> 抜粋文:
┌──
これまでに何件ぐらい明細書を読みましたか?

と聞くと、

「まだです。まだ明細書を読んだことがありません。これからです。」
と答える人が多いのに驚かされます。

毎日、特許明細書の翻訳をするのが「生業」の特許翻訳者を
目指しているのに、これはどういうことでしょうか。

更に驚くのは、特許翻訳の勉強を開始して何年も経つというのに
まだ明細書を読んだことがないという人が少なからず存在することです。

彼らは何をしているかというと、

ずーっと英語のお勉強をしているんですね。
これでは、特許翻訳者になれるわけがありません。
トライアルに合格できるわけがありません。

一流のバッターになりたい野球少年が、
一度もバットを振ったことがないというのと同じですから。

ただ、だからと言って闇雲に明細書を読もうとしても読めません。
特許明細書の読み方にはコツがあるのです。

この点、「定型表現」を切り口に読み方を解説したり、
部分的に読んだことで、明細書を読んだことにしている場合もあるようですが
これでは当業者の読み方に迫ることはできませんし、
優秀なサーチャーもそんな読み方はしません。

本記事では、これから特許翻訳者になりたいという人向け
特許明細書の読み方」について説明させていただきます。

これまでそれなりの数の明細書を読んで来たけれども、
自己流でうまく読み込めてないのではないか?
という不安を抱えている人にも役立つ内容となっておりますので、
是非最後までお読みください。

<関連記事>

特許明細書を専門知識に依存せず読み取る方法

特許明細書を読むために必要な専門知識の深さ

特許明細書を読むための化合物命名法

そもそも特許明細書とは何か

こちらには、「特許出願人が、その技術分野の専門家が発明を
実施することができる程度に十分に、発明を説明した書類である」
との説明がありますが、

この点については、特許法1条についての特許庁のページ
参考に考えると分かりやすいと思います。

(参照)※太字部分は本記事作成者による。
└──
> 課題文: 特許明細書の読み方を解説する文章を、最後の一文のあとから書き継いでください。

> 提供データ:
┌──
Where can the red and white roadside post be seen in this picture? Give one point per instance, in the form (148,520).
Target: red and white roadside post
└──
┌──
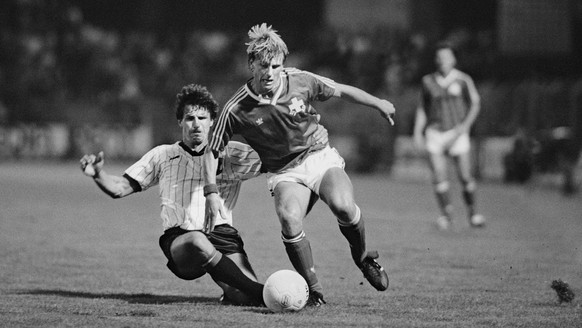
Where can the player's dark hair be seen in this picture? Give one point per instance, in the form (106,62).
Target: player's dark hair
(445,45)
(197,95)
└──
> 解答:
特許法第1条には、
「この法律は、発明の保護及び利用を図ることにより、発明を奨励し
もつて産業の発達に寄与することを目的とする」とあります。

発明や考案は、目に見えない思想、アイデアなので、
家や車のような有体物のように、目に見える形でだれかがそれを占有し、
支配できるというものではありません。

したがって、制度により適切に保護がなされなければ、
発明者は、自分の発明を他人に盗まれないように、
秘密にしておこうとするでしょう。

しかしそれでは、発明者自身もそれを有効に利用することが
できないばかりでなく、他の人が同じものを発明しようとして
無駄な研究、投資をすることとなってしまいます。

そこで、特許制度は、こういったことが起こらぬよう、
発明者には一定期間、一定の条件のもとに特許権という
独占的な権利を与えて発明の保護を図る一方、
その発明を公開して利用を図ることにより新しい技術を
人類共通の財産としていくことを定めて、
これにより技術の進歩を促進し、産業の発達に寄与しようというものです。

ものすごく端折って言うと、

「発明したら公開してね。その発明は国が保護してあげる。

その代わり、ライバル企業はその発明を参考に
もっと良い発明をするかも知れないけど、お互い様だから、
参考になるところは参考にどんどん競争して
良い製品開発して工場建ててばんばん売って儲けてね。

儲かったらたんまり納税してもらうね。」ってことです。

もっと上品に言うと、日本弁理士会のページにあるように、

「発明を秘密にしておくのではなくて、
世の中に公開するとともにその代償として特許権という独占権を
得ようとするのが、特許制度の趣旨及び目的になります。

つまり、私はこのような発明をしましたので世の中に
その技術内容を公開しますという役目を負っているのがこの明細書です。」

この明細書の趣旨に沿って、以下の様式が定められています。

特許明細書の構造

願書の様式については、
1.願書等様式(通常出願)(1)通常出願 特許

特許出願書類:明細書の記入例については、
特許出願書類:明細書(平成21年1月1日以降)の記入例
をご覧ください。

次に、「特許の上手い読み方」として、
弁理士会・東海支部のページに以下のような内容が記載されています。

アウトラインと思われる部分だけをわたしが抽出しました。

● 「特許請求の範囲」は後回し(最後に読む)

● 「要約書」から見る(代表図面も一緒に)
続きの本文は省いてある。